# DIRECTIONS
Quote, word for word, every line starting at the line that contains "Each instance of the white stucco" and ending with the last line of the records; include both of these lines and no others.

▼▼▼

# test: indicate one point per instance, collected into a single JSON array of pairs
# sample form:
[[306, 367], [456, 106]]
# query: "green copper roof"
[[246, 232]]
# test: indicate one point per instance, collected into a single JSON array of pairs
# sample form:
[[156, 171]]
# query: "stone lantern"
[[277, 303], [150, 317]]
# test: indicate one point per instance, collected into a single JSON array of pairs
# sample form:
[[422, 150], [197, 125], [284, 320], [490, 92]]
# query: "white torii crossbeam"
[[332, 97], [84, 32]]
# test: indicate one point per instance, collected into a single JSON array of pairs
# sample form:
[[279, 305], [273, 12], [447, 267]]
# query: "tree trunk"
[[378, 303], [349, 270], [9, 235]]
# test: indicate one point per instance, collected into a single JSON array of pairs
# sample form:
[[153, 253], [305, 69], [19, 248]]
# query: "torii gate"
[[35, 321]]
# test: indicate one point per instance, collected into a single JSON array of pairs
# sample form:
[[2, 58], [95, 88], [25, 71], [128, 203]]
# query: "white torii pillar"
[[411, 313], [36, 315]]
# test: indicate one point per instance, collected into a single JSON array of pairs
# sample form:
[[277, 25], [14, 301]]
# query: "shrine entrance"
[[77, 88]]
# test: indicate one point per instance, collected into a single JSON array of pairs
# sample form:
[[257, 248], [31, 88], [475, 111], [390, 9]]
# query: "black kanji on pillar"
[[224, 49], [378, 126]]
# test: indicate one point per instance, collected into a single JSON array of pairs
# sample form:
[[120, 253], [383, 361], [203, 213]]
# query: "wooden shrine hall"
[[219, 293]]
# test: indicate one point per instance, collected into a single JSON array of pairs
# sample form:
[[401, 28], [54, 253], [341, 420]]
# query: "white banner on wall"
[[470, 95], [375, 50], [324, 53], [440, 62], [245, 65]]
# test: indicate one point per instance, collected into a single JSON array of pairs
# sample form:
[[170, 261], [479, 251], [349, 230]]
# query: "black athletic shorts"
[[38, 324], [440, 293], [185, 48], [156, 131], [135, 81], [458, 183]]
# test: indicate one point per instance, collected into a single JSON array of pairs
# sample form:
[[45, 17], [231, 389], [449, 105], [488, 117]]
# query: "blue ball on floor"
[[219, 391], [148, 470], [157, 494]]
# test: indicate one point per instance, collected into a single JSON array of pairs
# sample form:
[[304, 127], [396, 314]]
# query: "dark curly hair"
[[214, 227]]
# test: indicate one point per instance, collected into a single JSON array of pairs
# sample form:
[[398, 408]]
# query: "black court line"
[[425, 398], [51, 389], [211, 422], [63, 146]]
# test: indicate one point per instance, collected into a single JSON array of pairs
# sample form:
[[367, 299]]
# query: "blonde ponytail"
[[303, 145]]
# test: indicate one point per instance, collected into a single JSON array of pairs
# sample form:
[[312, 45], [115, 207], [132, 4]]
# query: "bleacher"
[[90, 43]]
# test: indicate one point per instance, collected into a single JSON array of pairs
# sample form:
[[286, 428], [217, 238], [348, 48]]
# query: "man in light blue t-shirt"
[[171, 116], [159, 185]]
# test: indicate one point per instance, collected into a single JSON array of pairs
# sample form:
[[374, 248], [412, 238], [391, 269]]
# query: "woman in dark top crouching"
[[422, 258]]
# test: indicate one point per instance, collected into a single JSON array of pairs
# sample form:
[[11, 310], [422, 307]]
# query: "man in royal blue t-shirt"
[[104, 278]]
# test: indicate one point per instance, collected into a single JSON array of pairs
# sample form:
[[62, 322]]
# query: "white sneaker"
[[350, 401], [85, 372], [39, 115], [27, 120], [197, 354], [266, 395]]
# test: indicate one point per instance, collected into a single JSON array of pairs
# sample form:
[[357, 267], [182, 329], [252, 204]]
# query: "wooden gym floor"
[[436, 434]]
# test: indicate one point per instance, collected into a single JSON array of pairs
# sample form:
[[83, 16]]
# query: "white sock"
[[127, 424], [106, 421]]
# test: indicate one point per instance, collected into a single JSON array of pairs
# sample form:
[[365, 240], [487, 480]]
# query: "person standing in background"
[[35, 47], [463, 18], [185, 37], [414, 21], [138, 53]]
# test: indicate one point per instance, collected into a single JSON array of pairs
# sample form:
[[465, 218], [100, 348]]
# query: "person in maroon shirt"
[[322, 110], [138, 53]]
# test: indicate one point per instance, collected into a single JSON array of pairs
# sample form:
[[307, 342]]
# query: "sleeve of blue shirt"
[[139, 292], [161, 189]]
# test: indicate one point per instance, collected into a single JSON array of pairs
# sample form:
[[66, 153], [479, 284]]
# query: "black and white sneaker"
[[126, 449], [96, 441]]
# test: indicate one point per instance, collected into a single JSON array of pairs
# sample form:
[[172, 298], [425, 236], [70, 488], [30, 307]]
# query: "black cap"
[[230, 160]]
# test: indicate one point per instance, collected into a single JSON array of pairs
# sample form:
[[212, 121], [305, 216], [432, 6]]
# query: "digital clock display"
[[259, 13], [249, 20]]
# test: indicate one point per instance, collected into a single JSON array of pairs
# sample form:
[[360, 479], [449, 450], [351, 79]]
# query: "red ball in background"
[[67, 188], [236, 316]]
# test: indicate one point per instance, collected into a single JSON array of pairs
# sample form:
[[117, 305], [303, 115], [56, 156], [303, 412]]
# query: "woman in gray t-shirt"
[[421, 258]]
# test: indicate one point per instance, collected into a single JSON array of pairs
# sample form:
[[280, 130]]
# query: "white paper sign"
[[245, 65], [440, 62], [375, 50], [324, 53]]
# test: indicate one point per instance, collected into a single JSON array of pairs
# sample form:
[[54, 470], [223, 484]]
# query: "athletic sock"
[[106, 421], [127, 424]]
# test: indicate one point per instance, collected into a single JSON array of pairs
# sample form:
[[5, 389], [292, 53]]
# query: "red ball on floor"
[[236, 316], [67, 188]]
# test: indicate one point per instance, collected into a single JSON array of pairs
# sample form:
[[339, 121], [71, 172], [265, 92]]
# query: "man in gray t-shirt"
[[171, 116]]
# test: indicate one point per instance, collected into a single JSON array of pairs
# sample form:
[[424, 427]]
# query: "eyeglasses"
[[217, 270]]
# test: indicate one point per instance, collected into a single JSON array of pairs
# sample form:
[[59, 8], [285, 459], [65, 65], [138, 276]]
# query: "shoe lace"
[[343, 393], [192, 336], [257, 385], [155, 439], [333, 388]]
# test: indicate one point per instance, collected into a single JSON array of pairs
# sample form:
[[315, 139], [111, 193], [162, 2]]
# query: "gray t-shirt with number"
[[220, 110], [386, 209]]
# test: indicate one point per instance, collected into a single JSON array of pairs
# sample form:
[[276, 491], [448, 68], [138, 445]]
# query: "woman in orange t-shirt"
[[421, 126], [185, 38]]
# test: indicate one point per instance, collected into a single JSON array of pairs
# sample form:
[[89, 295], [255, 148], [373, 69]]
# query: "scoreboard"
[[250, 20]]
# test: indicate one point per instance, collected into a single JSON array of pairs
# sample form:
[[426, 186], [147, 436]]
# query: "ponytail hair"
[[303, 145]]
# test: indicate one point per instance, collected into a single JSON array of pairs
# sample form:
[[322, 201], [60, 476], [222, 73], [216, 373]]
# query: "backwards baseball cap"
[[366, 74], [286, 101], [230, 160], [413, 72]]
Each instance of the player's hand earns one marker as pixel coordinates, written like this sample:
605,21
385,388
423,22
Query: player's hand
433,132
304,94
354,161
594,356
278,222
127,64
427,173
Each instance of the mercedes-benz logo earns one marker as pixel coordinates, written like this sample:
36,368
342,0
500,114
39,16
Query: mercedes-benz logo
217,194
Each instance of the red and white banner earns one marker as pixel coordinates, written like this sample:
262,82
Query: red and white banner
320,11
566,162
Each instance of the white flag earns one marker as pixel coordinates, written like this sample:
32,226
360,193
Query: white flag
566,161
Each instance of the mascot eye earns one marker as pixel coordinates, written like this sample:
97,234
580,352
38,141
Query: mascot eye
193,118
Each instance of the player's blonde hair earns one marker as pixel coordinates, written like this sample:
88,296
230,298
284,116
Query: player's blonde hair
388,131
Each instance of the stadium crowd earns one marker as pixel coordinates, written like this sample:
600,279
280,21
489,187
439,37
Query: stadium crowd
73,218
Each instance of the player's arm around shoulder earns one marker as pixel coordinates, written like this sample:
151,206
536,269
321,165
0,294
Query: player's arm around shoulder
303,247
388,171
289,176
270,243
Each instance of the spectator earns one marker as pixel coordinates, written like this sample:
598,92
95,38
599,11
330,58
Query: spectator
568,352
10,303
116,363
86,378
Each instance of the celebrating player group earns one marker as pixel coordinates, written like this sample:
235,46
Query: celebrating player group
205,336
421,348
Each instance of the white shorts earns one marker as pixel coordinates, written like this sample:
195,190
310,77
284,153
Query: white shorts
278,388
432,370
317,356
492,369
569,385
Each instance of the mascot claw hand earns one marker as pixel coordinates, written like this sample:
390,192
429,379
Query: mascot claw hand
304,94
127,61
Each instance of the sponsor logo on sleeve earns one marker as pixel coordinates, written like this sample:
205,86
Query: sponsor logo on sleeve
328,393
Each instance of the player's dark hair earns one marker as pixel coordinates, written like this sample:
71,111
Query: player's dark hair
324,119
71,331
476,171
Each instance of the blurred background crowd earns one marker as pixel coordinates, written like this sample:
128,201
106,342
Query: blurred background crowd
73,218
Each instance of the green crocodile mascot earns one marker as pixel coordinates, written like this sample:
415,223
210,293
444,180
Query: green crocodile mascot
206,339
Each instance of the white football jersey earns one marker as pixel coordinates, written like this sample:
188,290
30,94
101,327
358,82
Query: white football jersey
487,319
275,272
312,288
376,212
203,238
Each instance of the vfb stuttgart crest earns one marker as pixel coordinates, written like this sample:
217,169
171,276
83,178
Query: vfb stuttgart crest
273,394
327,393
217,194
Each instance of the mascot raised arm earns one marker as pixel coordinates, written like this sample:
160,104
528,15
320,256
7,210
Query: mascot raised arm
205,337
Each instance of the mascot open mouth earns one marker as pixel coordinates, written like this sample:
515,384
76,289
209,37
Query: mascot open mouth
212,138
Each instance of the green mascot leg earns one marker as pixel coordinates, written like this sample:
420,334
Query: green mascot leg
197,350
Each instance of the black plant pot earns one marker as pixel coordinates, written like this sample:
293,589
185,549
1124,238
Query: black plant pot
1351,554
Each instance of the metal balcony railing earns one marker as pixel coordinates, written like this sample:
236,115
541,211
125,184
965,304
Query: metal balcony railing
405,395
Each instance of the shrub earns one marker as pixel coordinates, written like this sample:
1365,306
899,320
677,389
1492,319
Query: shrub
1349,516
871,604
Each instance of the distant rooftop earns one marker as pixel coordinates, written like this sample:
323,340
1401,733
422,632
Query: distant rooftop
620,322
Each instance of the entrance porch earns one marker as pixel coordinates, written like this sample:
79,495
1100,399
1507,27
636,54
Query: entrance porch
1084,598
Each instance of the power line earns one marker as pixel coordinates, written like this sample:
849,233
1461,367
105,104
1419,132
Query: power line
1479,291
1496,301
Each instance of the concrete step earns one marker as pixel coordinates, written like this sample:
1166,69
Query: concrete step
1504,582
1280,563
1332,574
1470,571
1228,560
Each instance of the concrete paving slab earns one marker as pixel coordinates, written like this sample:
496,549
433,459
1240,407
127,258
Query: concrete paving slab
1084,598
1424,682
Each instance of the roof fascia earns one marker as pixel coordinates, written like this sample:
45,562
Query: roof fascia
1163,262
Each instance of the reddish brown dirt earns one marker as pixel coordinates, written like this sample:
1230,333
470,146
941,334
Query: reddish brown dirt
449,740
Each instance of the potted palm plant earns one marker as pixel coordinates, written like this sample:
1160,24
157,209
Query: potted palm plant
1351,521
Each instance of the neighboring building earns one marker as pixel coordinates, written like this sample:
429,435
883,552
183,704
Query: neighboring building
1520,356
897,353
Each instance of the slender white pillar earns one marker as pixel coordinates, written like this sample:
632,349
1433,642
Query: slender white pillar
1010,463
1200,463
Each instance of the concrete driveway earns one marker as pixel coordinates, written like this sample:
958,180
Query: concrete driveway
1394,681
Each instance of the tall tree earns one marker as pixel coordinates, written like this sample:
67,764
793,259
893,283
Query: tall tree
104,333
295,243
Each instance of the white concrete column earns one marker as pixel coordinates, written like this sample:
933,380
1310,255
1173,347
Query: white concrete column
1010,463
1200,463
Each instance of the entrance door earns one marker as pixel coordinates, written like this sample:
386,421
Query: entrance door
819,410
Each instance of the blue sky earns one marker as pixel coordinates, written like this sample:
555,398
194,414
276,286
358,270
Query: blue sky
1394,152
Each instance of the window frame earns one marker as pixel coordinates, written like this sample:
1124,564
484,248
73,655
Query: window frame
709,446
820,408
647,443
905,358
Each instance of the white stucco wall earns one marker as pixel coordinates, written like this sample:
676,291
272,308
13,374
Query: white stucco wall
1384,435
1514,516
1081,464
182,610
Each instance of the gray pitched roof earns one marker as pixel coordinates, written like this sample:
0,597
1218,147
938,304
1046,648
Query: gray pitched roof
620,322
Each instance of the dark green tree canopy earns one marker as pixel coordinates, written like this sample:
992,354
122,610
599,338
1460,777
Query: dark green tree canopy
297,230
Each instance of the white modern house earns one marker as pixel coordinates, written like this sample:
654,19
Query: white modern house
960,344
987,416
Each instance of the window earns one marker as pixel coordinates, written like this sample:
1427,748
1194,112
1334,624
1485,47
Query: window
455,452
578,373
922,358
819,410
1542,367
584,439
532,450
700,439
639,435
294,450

▲▲▲

# FINAL RESULT
Each instance of the white stucco wall earns one marker as pixel coordinates, written like this sample:
676,291
272,308
13,374
Query: white stucco wall
1384,435
1514,516
1081,464
182,610
Each instance of the gray pitched roof earns one marker as pixel coordinates, written like this sample:
0,597
1218,147
938,304
1046,648
Query: gray pitched roof
620,322
Each instance of the dark green tree canopy earns one marker as pixel coordinates, written like this sample:
992,354
122,610
599,338
1460,777
Query: dark green tree canopy
297,230
Each instance of the white modern house earns one marker as pixel coordinates, written like this sample:
654,19
Query: white modern house
960,344
987,416
Each instance of the window earns one marker as pixel coordinates, written like this sample:
1427,748
1194,112
1334,624
1485,47
Query: window
455,452
578,373
922,358
819,410
1542,367
584,439
532,450
700,439
639,435
294,450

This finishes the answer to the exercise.